* [EXTRAIT DU TEXTE]:

# Clonage de disque externe.



## oliviergol84 (17 Septembre 2021)

Bonjour !
J’aurais besoin de cloner un disque système windows vers un autre disque externe, j’ai mon macbook pro (Mojave), le disque windows en externe et j’aimerais le cloner sur un deuxième disque dur externe (vierge). Est-ce possible ?
Merci pour vos réponses !
(Désolé pour les anti windows mais je n’ai pas le choix, c’est un hdd d’une console lumière pour le spectacle c’est assez spécial)


----------



## white.spirit (17 Septembre 2021)

Bonjour,
A dire vrai, je n'ai jamais essayé, mais j'imagine que c'est possible.
Le disque en question est probablement formaté en NTFS; nativement macOS sait le lire mais pas écrire dessus.
Le disque cible devra être formaté en FAT/exFAT (attention dans ces 2 cas aux limites de taille de fichier et caractères interdits dans les noms) ou bien en HFS+/APFS. Il est évident que le clone ne pourra pas être démarrable (si le disque source est un disque système). S'il est en HFS+/APFS, le disque cible ne sera pas lisible sous Windows.
Il existe des utilitaires payants pour écrire des volumes en NTFS sous macOS, mais j'ignore si les logiciels de clonage en tireront partie.
Mon logiciel de clonage favori: Carbon Copy Cloner. Il est gratuit les 30 premiers jours, ça peut te donner l'occasion de faire des essais.


----------



## oliviergol84 (17 Septembre 2021)

Mwais, ça sent pas bon quand même, je sens qu’il va falloir que je trouve un pc pour réaliser l’opération ! Car le disque cible doit être bootable…


----------



## boninmi (17 Septembre 2021)

Un disque externe bootable sous Windows ?


----------

* [OBJECTIF 1]:
Comptez les lignes des enregistrements qui contiennent la chaîne « brown », en respectant la casse, puis donnez uniquement ce nombre.
L'extrait et les enregistrements constituent deux documents indépendants l'un de l'autre.

(Données sources)
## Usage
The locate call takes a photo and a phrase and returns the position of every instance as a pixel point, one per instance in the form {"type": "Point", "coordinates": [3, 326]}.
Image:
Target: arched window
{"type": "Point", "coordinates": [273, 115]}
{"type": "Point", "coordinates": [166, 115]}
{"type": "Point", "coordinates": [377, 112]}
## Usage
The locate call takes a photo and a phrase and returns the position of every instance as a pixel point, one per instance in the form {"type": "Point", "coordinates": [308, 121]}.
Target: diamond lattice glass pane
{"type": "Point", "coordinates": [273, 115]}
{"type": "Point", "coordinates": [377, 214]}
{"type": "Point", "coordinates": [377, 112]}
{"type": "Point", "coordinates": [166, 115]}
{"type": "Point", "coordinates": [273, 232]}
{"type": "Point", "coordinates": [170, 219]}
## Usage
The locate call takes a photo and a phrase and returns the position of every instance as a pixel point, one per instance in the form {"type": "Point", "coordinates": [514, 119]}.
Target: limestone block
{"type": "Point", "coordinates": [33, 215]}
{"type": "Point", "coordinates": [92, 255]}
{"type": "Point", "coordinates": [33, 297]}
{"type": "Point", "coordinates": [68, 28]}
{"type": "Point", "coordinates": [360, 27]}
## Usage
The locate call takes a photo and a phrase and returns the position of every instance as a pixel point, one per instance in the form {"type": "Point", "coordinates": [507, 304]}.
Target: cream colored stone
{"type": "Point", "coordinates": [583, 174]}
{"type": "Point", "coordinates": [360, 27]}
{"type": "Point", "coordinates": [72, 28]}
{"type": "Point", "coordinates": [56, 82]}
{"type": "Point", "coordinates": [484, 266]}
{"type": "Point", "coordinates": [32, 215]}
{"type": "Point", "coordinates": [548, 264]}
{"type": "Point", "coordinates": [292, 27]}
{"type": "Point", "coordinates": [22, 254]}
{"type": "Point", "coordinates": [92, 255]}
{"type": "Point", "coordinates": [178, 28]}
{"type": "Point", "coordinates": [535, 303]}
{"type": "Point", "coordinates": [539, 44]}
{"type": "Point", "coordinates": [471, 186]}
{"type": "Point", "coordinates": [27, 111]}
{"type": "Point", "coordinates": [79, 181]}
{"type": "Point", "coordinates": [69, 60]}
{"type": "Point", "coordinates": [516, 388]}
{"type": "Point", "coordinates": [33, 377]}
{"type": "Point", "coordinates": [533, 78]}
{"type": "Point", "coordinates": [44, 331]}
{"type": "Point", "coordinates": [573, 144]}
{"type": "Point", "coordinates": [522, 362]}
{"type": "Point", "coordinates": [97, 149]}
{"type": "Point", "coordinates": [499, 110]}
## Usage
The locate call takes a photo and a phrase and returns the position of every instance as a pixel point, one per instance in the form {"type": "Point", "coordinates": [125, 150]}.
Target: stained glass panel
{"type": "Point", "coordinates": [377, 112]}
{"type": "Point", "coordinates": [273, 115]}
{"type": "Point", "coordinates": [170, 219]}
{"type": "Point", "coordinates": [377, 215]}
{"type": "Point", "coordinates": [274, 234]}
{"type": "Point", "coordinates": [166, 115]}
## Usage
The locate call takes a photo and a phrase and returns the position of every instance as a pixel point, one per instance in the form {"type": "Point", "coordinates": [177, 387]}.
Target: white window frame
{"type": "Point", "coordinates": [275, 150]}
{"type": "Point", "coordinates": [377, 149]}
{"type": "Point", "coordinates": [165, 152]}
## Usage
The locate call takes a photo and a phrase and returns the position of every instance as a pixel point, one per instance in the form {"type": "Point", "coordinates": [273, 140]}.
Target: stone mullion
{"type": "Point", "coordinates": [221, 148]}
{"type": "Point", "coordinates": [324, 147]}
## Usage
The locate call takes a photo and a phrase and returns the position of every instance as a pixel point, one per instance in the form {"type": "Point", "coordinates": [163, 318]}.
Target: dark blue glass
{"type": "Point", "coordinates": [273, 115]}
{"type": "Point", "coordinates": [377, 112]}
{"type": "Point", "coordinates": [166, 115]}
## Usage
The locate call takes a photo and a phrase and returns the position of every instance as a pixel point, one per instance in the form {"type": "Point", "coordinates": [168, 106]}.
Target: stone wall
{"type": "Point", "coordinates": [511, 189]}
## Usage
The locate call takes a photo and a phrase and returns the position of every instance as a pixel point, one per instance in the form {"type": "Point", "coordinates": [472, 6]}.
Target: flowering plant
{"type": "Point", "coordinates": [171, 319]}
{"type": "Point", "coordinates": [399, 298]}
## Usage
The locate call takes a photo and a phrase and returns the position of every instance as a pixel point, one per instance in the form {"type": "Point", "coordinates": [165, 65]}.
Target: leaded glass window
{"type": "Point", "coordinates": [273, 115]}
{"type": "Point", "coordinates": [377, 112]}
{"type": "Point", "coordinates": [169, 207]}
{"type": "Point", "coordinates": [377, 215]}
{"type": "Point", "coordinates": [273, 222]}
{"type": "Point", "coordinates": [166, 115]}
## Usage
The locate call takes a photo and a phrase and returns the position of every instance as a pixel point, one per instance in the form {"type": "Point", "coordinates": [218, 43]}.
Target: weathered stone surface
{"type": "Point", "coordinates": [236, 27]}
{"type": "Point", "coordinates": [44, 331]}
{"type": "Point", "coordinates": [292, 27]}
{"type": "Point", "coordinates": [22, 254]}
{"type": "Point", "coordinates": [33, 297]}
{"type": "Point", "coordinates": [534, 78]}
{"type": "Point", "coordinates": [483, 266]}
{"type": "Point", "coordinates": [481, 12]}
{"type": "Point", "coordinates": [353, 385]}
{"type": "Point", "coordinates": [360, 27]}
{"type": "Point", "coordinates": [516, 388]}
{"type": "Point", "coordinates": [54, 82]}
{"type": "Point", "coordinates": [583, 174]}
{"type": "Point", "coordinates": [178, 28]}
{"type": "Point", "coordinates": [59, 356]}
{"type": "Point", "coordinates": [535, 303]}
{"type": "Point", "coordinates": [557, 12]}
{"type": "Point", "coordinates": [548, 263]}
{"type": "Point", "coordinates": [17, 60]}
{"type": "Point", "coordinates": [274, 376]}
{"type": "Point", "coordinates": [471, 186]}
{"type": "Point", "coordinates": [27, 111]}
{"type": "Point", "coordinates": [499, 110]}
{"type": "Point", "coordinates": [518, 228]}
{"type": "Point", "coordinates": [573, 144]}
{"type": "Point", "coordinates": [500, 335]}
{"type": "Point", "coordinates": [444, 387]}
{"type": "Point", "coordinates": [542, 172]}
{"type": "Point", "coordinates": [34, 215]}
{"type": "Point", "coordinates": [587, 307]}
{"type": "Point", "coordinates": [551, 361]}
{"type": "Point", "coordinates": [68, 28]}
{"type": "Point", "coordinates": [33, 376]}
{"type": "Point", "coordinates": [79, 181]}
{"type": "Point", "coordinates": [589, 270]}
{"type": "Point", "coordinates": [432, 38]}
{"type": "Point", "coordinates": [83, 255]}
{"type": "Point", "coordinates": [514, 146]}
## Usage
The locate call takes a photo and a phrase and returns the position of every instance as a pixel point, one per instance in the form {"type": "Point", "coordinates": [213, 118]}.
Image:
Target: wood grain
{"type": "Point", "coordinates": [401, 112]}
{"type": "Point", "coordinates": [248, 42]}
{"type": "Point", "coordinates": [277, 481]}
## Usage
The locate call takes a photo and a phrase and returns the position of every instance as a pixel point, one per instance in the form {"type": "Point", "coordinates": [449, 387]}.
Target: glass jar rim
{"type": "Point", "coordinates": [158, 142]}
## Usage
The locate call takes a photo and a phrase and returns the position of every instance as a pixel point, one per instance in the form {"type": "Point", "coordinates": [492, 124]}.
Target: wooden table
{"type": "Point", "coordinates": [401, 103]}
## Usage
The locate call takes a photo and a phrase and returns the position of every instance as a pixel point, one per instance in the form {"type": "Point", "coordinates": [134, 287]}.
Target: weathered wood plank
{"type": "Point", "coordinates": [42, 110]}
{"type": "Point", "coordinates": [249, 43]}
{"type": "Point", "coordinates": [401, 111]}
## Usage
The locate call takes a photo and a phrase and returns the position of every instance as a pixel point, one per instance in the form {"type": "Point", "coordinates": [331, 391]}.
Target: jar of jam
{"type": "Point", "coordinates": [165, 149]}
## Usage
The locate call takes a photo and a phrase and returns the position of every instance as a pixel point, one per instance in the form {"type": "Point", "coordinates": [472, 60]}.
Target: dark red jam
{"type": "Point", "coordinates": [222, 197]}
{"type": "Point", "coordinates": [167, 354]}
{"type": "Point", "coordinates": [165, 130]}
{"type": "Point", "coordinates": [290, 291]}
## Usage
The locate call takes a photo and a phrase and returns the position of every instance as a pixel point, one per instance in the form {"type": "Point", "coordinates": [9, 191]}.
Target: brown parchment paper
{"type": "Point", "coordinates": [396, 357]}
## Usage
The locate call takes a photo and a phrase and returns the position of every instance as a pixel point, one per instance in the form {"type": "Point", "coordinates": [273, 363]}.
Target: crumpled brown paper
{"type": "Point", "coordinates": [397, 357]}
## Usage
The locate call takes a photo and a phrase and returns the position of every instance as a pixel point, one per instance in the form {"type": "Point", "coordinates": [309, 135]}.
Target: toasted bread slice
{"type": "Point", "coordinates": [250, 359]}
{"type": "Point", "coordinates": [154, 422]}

* [OBJECTIF 2]:
Répondez à ces questions sur l'extrait consacré au clonage de disque :
(a) Quelle version de macOS équipe le MacBook Pro d'oliviergol84 ?
(b) D'après white.spirit, dans quel format le disque en question est-il probablement formaté ?
(c) Qu'est-ce qu'oliviergol84 pense devoir trouver pour réaliser l'opération ?

* [RÉPONSE 1]:
2

* [RÉPONSE 2]:
(a) Mojave.
(b) NTFS.
(c) Un PC.